(Records from a collection)

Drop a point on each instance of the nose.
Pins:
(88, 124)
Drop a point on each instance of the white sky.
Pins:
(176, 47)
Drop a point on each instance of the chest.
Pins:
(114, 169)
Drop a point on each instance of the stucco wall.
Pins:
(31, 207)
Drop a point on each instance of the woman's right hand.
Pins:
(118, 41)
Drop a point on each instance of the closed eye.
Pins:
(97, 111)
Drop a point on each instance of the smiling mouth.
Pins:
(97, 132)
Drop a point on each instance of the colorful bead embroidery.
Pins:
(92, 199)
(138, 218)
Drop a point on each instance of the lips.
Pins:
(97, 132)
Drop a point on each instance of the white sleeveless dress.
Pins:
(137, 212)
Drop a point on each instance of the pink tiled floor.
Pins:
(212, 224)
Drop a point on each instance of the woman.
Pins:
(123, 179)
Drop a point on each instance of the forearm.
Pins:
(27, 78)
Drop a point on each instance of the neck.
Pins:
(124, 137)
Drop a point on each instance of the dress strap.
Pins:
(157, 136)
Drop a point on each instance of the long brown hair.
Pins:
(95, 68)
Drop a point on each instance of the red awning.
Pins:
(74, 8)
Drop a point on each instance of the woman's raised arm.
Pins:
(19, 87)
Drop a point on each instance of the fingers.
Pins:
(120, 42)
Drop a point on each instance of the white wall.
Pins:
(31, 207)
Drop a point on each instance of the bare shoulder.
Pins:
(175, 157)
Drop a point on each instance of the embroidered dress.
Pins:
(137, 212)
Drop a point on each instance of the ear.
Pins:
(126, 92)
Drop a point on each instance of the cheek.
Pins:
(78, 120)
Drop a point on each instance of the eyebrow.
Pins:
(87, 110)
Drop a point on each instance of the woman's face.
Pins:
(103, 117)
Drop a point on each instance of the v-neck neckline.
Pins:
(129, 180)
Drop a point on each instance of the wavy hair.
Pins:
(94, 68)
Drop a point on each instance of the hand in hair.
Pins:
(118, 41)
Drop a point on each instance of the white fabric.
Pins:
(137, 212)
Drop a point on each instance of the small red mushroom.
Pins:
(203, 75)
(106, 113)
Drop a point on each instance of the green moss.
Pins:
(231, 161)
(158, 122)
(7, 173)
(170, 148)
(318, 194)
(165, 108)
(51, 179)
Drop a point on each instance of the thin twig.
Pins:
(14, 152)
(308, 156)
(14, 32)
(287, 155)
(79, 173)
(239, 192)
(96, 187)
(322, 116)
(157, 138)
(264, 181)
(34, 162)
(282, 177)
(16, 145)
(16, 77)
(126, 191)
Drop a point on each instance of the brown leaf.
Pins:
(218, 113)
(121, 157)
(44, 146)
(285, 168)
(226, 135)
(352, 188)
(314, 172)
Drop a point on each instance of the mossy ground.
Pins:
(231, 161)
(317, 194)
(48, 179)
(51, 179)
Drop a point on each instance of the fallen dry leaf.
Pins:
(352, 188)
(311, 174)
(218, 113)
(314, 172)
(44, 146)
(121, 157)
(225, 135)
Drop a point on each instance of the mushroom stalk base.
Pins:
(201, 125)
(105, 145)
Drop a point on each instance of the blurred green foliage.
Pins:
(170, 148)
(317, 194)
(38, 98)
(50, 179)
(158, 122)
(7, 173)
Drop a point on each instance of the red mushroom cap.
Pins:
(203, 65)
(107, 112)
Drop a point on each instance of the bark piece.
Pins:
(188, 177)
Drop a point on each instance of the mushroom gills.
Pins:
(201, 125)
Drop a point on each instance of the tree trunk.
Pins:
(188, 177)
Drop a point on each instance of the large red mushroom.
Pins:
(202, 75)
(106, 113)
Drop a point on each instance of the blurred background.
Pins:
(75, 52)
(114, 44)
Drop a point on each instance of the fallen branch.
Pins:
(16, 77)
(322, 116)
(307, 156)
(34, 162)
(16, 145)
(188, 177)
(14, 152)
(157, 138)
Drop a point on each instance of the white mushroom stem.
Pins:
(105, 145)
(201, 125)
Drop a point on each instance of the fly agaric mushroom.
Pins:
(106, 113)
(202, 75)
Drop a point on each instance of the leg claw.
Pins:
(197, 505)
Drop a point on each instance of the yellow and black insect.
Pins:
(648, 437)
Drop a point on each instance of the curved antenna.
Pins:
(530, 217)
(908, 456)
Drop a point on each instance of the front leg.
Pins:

■ **Activity**
All that is wanted is an exact copy of the lines above from the one with "Drop a point on each instance of the mossy" through the one with "Drop a point on each instance of the bark", with both ends included.

■ **Task response**
Drop a point on each instance of the mossy ground.
Pins:
(231, 161)
(317, 194)
(48, 179)
(51, 179)
Drop a point on each instance of the fallen dry leaf.
Pins:
(352, 188)
(311, 174)
(218, 113)
(314, 172)
(44, 146)
(121, 157)
(225, 135)
Drop a point on each instance of the mushroom stalk base.
Pins:
(201, 125)
(105, 145)
Drop a point on each instance of the blurred green foliage.
Pins:
(170, 148)
(317, 194)
(38, 98)
(50, 179)
(158, 122)
(7, 173)
Drop a point on each instance of the red mushroom cap.
Pins:
(203, 65)
(107, 112)
Drop a point on each instance of the bark piece.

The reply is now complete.